WHAT YOU NEED TO DO: Reproduce the material in full, unchanged.

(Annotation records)
##############################

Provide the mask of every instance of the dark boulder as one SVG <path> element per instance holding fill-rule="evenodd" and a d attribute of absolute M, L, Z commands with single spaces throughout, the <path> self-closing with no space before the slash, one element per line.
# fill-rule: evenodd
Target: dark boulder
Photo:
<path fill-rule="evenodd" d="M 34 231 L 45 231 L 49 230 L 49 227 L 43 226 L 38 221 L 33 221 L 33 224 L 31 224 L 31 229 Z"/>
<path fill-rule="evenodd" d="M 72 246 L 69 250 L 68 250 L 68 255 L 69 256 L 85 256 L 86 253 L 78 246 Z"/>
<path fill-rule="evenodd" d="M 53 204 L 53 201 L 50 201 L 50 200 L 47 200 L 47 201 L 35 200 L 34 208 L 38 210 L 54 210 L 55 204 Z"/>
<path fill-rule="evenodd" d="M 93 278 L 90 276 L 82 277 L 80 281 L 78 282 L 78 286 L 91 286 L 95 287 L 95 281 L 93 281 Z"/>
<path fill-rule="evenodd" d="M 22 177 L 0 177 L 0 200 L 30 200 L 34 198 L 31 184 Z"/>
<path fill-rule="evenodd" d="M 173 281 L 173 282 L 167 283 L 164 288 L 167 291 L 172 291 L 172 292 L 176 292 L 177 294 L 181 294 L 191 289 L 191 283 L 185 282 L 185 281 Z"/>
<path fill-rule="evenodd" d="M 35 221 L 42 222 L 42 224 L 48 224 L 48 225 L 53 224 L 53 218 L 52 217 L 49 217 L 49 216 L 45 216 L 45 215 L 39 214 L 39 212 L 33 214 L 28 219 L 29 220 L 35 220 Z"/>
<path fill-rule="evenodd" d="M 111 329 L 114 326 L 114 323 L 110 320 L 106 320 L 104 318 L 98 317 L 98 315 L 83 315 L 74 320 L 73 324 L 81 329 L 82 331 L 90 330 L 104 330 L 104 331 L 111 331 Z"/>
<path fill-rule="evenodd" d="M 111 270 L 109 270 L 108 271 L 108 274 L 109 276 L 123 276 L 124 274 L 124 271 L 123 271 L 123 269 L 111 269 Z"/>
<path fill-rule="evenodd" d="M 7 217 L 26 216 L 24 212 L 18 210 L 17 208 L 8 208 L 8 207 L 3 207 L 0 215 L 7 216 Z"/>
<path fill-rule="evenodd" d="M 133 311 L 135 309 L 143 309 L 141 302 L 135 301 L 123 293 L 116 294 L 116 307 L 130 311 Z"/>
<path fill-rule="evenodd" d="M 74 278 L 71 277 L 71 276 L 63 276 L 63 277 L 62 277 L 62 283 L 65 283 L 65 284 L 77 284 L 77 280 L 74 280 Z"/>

##############################

RIGHT ANSWER:
Provide the mask of every instance of the dark boulder as one SVG <path> element per instance holding fill-rule="evenodd" and a d attribute of absolute M, L, Z commands with single spaces throughout, the <path> self-closing with no space before the slash, one element per line.
# fill-rule: evenodd
Target: dark boulder
Photo:
<path fill-rule="evenodd" d="M 34 231 L 45 231 L 49 230 L 49 227 L 43 226 L 38 221 L 33 221 L 33 224 L 31 224 L 31 229 Z"/>
<path fill-rule="evenodd" d="M 72 246 L 69 250 L 68 250 L 68 255 L 69 256 L 85 256 L 86 253 L 78 246 Z"/>
<path fill-rule="evenodd" d="M 53 204 L 53 201 L 50 201 L 50 200 L 47 200 L 47 201 L 35 200 L 34 208 L 38 210 L 54 210 L 55 204 Z"/>
<path fill-rule="evenodd" d="M 93 278 L 90 276 L 82 277 L 80 281 L 78 282 L 78 286 L 91 286 L 95 287 L 95 281 L 93 281 Z"/>
<path fill-rule="evenodd" d="M 22 177 L 0 177 L 0 200 L 30 200 L 34 198 L 31 184 Z"/>
<path fill-rule="evenodd" d="M 173 281 L 173 282 L 167 283 L 164 288 L 167 291 L 172 291 L 172 292 L 176 292 L 177 294 L 181 294 L 191 289 L 191 283 L 185 282 L 185 281 Z"/>
<path fill-rule="evenodd" d="M 35 221 L 42 222 L 42 224 L 48 224 L 48 225 L 53 224 L 53 218 L 52 217 L 49 217 L 49 216 L 45 216 L 45 215 L 39 214 L 39 212 L 33 214 L 28 219 L 29 220 L 35 220 Z"/>
<path fill-rule="evenodd" d="M 111 329 L 114 326 L 114 323 L 110 320 L 106 320 L 104 318 L 98 317 L 98 315 L 83 315 L 74 320 L 73 324 L 81 329 L 82 331 L 90 330 L 104 330 L 104 331 L 111 331 Z"/>
<path fill-rule="evenodd" d="M 111 270 L 109 270 L 108 271 L 108 274 L 109 276 L 123 276 L 124 274 L 124 271 L 123 271 L 123 269 L 111 269 Z"/>
<path fill-rule="evenodd" d="M 7 217 L 26 216 L 24 212 L 18 210 L 17 208 L 8 208 L 8 207 L 3 207 L 0 215 L 7 216 Z"/>
<path fill-rule="evenodd" d="M 133 311 L 135 309 L 143 309 L 141 302 L 135 301 L 123 293 L 116 294 L 116 307 L 130 311 Z"/>
<path fill-rule="evenodd" d="M 74 278 L 71 277 L 71 276 L 63 276 L 63 277 L 62 277 L 62 283 L 65 283 L 65 284 L 77 284 L 77 280 L 74 280 Z"/>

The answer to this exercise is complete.